Daaromtrent heb ik de volgende vragen voor u, minister: de analyse toont ons wel degelijk goed en slecht nieuws. In de eerste plaats is het mooi dat onze kennisinstellingen aan de top staan. Daarnaast is het opmerkelijk dat de participatie van bedrijven aan Horizon Europe gedaald is. Wat is volgens u de reden hiervoor? Worden er wel degelijk voldoende projecten ingediend of wordt er gewoon strenger beoordeeld? Wat zijn de knelpunten en hoe zouden die eventueel kunnen worden aangepakt?
Twee: hoe zullen ondernemingen meer worden gestimuleerd en ondersteund om projecten in te dienen?
En ten slotte: kan er meer worden samengewerkt tussen ondernemingen enerzijds en kennisinstellingen anderzijds, om dus meer Europese middelen binnen te halen?
Minister Brouns heeft het woord.
Dank u wel, collega. Om een idee te hebben hoe Vlaanderen het doet in de Europese kaderprogramma’s en of er een evolutie merkbaar is, verwijs ik graag naar de analyse die ook gemaakt is door het nationaal contactpunt (NCP Flanders), een samenwerking tussen het Agentschap Innoveren en Ondernemen (VLAIO) en het Fonds Wetenschappelijk Onderzoek - Vlaanderen (FWO) die instaat voor de begeleiding van bedrijven en kennisinstellingen naar die kaderprogramma’s.

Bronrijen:
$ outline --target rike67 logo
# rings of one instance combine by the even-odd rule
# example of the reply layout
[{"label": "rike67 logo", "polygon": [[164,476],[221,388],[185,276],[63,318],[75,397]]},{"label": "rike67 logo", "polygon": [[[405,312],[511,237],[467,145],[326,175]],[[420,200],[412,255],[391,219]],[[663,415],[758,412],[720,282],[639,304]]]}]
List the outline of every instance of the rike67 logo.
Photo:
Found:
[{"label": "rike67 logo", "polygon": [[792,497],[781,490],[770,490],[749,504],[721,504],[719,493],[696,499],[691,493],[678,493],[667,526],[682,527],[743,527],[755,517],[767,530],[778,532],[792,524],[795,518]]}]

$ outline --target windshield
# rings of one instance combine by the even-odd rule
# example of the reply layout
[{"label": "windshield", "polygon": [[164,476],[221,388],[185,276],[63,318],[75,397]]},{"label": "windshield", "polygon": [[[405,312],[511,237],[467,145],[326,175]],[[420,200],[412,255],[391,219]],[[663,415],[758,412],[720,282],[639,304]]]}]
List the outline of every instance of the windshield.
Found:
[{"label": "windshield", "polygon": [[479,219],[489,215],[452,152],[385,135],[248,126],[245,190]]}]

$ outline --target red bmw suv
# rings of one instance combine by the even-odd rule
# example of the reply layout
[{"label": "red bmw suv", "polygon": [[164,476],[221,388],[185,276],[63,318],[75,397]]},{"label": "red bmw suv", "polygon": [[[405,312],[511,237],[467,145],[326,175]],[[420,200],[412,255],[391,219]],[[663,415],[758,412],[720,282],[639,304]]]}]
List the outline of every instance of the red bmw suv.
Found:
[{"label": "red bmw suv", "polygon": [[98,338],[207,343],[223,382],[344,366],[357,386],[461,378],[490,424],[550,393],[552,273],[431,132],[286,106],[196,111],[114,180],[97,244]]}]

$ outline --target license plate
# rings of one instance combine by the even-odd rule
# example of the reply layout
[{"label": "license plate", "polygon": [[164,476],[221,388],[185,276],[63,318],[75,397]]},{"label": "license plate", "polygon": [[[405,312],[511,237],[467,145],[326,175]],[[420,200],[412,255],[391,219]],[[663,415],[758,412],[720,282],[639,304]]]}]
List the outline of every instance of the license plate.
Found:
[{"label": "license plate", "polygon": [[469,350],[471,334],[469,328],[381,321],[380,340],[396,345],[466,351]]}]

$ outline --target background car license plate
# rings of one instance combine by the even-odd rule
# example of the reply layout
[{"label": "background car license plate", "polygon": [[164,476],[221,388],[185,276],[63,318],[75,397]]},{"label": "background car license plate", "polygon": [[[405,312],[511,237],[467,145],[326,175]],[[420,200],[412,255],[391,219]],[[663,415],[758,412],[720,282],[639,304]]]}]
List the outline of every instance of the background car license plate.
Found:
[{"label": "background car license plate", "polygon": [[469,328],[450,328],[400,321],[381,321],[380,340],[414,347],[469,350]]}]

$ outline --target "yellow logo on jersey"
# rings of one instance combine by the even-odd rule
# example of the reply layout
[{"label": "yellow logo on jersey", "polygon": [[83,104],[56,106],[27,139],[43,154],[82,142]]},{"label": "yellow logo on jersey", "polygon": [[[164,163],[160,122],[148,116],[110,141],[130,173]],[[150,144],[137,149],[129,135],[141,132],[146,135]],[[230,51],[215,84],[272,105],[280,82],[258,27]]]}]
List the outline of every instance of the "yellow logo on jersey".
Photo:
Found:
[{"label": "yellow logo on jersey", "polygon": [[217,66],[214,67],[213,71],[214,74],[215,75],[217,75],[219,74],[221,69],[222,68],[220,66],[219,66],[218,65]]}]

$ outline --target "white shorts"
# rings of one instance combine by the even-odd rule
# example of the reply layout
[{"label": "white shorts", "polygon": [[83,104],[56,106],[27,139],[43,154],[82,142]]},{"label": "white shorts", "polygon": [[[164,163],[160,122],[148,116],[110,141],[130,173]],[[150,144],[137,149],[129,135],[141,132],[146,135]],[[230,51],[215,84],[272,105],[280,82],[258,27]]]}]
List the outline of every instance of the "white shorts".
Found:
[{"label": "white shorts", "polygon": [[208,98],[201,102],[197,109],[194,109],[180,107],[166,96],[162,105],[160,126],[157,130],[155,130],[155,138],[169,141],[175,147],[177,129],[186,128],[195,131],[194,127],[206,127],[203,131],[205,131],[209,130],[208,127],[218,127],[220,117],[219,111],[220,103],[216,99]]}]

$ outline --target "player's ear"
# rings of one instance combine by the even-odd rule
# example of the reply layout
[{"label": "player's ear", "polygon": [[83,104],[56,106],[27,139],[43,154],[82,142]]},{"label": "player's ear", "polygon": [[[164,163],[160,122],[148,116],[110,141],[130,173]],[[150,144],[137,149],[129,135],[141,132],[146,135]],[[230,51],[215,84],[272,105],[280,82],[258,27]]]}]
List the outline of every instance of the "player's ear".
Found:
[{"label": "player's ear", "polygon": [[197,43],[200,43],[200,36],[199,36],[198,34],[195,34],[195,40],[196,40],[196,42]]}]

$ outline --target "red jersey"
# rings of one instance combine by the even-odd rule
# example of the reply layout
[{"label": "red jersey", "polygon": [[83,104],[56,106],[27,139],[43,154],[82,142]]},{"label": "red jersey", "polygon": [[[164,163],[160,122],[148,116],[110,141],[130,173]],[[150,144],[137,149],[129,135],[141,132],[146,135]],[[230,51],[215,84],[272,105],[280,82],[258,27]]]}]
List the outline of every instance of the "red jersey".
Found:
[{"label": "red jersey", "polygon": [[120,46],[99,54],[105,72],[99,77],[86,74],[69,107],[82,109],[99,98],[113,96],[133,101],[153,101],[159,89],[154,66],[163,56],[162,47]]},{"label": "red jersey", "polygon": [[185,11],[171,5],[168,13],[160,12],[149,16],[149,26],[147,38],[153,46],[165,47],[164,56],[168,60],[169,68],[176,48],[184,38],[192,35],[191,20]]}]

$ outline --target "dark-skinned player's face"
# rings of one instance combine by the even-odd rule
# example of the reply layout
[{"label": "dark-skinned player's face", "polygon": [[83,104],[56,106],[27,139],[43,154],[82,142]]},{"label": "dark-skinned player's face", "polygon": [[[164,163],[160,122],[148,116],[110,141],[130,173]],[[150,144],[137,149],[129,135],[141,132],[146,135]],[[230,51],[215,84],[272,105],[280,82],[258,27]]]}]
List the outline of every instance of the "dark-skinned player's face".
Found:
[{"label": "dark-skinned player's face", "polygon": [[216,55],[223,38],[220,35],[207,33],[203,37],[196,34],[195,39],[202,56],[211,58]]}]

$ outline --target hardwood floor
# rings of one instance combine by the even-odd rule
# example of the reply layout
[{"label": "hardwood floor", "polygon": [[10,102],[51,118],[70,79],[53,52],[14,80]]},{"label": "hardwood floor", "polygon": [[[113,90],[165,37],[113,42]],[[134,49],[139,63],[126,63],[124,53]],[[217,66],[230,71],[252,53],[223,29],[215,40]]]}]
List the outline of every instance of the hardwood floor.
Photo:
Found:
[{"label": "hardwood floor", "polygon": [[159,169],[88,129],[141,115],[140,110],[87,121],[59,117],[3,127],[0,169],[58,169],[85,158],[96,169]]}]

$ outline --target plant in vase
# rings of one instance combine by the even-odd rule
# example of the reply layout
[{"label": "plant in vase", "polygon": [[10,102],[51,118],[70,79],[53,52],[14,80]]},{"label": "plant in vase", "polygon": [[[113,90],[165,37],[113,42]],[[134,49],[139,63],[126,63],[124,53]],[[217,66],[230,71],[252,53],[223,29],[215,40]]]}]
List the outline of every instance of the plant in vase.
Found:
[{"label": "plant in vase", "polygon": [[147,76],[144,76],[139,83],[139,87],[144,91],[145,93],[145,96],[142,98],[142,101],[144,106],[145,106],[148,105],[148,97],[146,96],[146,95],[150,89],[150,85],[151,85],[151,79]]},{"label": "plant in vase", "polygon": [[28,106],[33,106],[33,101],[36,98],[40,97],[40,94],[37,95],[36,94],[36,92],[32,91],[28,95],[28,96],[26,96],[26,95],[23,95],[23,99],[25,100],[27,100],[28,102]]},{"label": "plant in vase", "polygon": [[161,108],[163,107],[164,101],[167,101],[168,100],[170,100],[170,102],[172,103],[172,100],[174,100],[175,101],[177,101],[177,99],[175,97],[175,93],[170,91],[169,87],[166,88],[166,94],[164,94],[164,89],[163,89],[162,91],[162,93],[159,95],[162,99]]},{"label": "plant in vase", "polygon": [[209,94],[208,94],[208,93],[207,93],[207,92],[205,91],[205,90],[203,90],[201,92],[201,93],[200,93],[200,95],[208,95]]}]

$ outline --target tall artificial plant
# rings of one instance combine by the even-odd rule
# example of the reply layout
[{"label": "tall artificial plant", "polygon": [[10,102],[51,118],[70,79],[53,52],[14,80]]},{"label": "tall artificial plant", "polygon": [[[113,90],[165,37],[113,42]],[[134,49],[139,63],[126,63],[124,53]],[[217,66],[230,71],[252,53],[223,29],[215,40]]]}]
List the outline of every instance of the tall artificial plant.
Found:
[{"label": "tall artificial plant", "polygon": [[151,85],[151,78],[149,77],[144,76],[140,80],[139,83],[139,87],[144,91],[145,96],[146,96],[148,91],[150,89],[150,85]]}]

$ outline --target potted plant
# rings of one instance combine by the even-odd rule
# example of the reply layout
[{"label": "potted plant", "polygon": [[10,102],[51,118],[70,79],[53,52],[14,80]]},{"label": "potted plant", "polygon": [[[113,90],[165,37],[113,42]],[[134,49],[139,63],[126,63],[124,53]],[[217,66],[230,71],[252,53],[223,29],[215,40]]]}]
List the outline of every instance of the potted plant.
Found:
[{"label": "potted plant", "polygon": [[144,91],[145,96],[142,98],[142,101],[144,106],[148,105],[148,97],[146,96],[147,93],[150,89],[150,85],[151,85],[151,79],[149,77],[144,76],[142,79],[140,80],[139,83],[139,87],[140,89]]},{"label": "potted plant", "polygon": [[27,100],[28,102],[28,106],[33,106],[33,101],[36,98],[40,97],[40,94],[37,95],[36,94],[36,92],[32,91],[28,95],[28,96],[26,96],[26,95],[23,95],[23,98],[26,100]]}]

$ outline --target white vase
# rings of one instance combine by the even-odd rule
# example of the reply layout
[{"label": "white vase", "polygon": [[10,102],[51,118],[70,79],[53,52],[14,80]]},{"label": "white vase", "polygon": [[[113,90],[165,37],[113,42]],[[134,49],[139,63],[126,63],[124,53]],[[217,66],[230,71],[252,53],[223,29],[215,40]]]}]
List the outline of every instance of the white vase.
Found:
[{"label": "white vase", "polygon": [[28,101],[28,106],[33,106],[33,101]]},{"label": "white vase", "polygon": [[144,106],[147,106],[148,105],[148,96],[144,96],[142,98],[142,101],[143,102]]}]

Uit te voeren:
1 - Welke organisaties vermeldt het fragment over Horizon Europe bij naam?
2 - Schrijf het fragment over Horizon Europe verder na de laatste zin.
De rijen staan los van het fragment.

Antwoorden:
1 -
- het nationaal contactpunt (NCP Flanders)
- het Agentschap Innoveren en Ondernemen (VLAIO)
- het Fonds Wetenschappelijk Onderzoek - Vlaanderen (FWO)

2 -
Dat contactpunt maakt gebruik van een input-outputanalyse, waarbij het aandeel van de bedrijfssubsidies in het kaderprogramma dat naar Vlaanderen gaat, afgezet wordt tegenover de relatieve bijdrage van Vlaanderen aan totale het EU-budget.
Daaruit blijkt dan dat Vlaamse bedrijven in het programma dat liep tussen 2014 en 2022, maar liefst 89 miljoen euro meer ontvingen dan wat je zou verwachten bij een break-evensituatie, waarbij de output proportioneel gelijk is aan de input. In procentuele termen komt dit overeen met een reële output die 27 procent hoger is dan de break-evensituatie.
Om dit te vergelijken met het nieuwe Horizon Europe-programma is het nog te vroeg. Dit programma is pas gestart en loopt van 2021 tot en met 2027. We kunnen dus een tip van de sluier wel al oplichten voor u door naar die eerste drie jaren te kijken. Maar veel zegt dat nog niet, omdat de steun niet gelijkmatig verdeeld is en verschillende onderdelen een andere timing hebben. In elk geval zien we nu reeds dat de output van onze ondernemingen in de eerste drie jaren opnieuw beduidend hoger is dan de break-evensituatie, maar met een surplus dat iets lager uitvalt dan in het vorige programma, namelijk 23 procent in plaats van 27 procent.
Dat landen met een sterk innovatiesysteem meer return halen dan hun input, is op zich niet verbazend. Volgens dat nationaal contactpunt is er zeker nog potentieel voor een versterking van de positie van onze ondernemingen, wat reeds ook eind 2022 heeft geleid tot de lancering van een intern project bij VLAIO om te onderzoeken hoe wij de toeleiding naar dat kaderprogramma kunnen verbeteren.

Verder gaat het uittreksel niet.